BEGIN Document section

Tony Robbins’ name is synonymous with happiness and success, but he had to learn self-development the hard way. He was abandoned by his father at a young age, suffered from his mother’s abuse, and struggled with financial difficulty until, one day, he took a decision that altered the course of his life.

Watch this 7 minutes inspirational video to witness a life transformation like you’ve never seen before.

Transcript:
“When I was 11 years old, we had a really, really tough Thanksgiving, where there was no money and no food and my mom was screaming at my father about how he couldn’t even take care of his own family. And it was horrible. And I have a younger brother, younger sister, I’m the oldest, so I was trying to keep them from hearing this conversation.

Then a miracle happened. Bang on the door, I’m the oldest and they’re screaming, so I go answer the door. And I answer the door and standing there is this giant man, I was this little boy, and he’s holding this huge box of food. And beside him on the ground was a black pot with an uncooked turkey in it. And he said, “Is your father home?” And I said, “Just one moment.” I was like, unbelievably floored. I thought, this is a gift from God, this is gonna change it all, this is gonna make my mom and dad happy, it’s gonna be unbelievable.


So I go and my father’s screaming at my mother through a closed door, to the bedroom door. And I said, “Dad, Dad, there’s a guy at the door!” And goes, “You answer the door.” I said, “I did, he’s gotta see you.” So all right, and I kinda tease, and I said, “Dad, you gotta come!” So he said “Fine.” He made one last yell at her and he walks to the door, and I’m waiting there, just can’t waiting to see his face.

END Document section

Prompt 1:
Echo the Tony Robbins passage from "Watch this 7" up to and including "hearing this conversation.".
Prompt 2:
In the Tony Robbins passage, what sat in the black pot on the ground beside the man at the door?
Prompt 3:
Go on with the Tony Robbins passage, starting right after its final sentence.
The lines after this have no connection to the Tony Robbins passage.

BEGIN Data to examine

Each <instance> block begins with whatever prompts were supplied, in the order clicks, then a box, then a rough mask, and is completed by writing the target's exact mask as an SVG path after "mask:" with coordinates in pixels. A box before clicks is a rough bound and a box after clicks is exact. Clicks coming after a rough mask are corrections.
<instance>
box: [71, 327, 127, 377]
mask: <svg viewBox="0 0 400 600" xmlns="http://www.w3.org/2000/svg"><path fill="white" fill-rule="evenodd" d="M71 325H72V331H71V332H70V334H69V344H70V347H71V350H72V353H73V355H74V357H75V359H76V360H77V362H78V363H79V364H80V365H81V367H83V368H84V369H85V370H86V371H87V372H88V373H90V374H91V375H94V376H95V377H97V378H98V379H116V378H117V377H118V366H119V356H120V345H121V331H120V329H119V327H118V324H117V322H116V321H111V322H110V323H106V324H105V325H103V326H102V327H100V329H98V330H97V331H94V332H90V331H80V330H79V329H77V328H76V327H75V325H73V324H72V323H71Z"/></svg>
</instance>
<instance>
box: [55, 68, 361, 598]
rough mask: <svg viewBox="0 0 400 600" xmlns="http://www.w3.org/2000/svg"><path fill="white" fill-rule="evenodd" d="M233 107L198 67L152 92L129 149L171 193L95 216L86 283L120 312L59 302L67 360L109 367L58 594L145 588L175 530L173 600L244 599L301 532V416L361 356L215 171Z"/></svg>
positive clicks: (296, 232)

END Data to examine

Written reply 1:
Watch this 7 minutes inspirational video to witness a life transformation like you’ve never seen before.

Transcript:
“When I was 11 years old, we had a really, really tough Thanksgiving, where there was no money and no food and my mom was screaming at my father about how he couldn’t even take care of his own family. And it was horrible. And I have a younger brother, younger sister, I’m the oldest, so I was trying to keep them from hearing this conversation.

Written reply 2:
An uncooked turkey.

Written reply 3:
My dad opens the door and this man’s standing there with this big box of food, and my father did not get happy. He looked at this man and he raised his voice to him, and he said, “Look, we don’t take charity!” And then took the door to slam it in the man’s face, but the man was a good sized man, he put his foot there and smacked his foot down. He said, “Sir, sir.” He said “Please take this, I bought it.” He said, “We don’t take charity!” And he went to slam it again, and this time the guy put his shoulder against it so he couldn’t do it. And my father’s staring at him, it’s like these two males starting to get in this intense mode, and one’s just trying to give a gift, and I’m freaking. And then the guy said something that I’ll never forget, and moments I wished he hadn’t said, but he found a way to force my father. He’s holding this thing and he looked at me and then he looked at my dad, he said, “Don’t make your family suffer because of your ego.”

Now my dad’s level of energy increased, but he was also trapped, so he took the food, slammed it on our table and slammed the door in the man’s face and never even thanked him. And I didn’t know what to do. Part of me wanted to cry, part of me was crushed. And I watched my father storm off and went on back to scream at my mother. I remember that day, just thinking, I don’t understand.

You gotta realize you can’t lose anything, you can transform things, but you can’t lose anything. Now, you can try and pretend you’ve lost something. You can be upset with somebody and go, oh my God, I lost their love, or they’ve lost mine, or I’ve lost respect. How do you lose respect? You can’t lose something that’s already inside of you. Love is not something you have to go looking for, when it’s where you come from.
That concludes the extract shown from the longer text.